**TASK PROMPT:** When copying the listing below, skip every picture and keep each word as it stands.

**MATERIALS PROVIDED:**
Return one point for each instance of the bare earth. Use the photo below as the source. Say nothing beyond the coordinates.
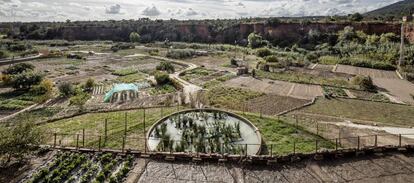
(374, 73)
(295, 90)
(401, 89)
(393, 167)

**FINAL ANSWER:**
Return one point for each instance of the bare earth. Use the photo below as the source. Say nothing beyond the coordinates.
(374, 73)
(295, 90)
(401, 89)
(393, 167)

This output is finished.